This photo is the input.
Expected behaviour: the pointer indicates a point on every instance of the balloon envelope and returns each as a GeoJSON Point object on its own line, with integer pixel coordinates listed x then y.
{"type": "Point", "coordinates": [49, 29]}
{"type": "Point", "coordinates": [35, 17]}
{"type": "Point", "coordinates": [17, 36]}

+ + +

→ Given task: Present the lines above as a numbered list, leaving out any blank lines.

→ Solved exercise:
1. This photo is the input.
2. Expected behaviour: the pointer indicates a point on every instance of the balloon envelope and returns each as a GeoJSON Point object on its own line, with integer pixel coordinates listed x then y.
3. {"type": "Point", "coordinates": [49, 29]}
4. {"type": "Point", "coordinates": [35, 17]}
5. {"type": "Point", "coordinates": [17, 36]}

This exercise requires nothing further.